TASK TO CARRY OUT: What you return should match every entry, character for character.

Start of SUPPLIED INFORMATION

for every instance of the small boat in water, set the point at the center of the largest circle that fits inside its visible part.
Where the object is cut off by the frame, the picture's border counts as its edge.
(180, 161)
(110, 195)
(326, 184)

End of SUPPLIED INFORMATION

ANSWER SECTION:
for every instance of the small boat in water, set the point at the center of the largest circle that fits inside its visible part.
Where the object is cut off by the frame, the picture's border counts as its edge.
(180, 161)
(110, 195)
(326, 184)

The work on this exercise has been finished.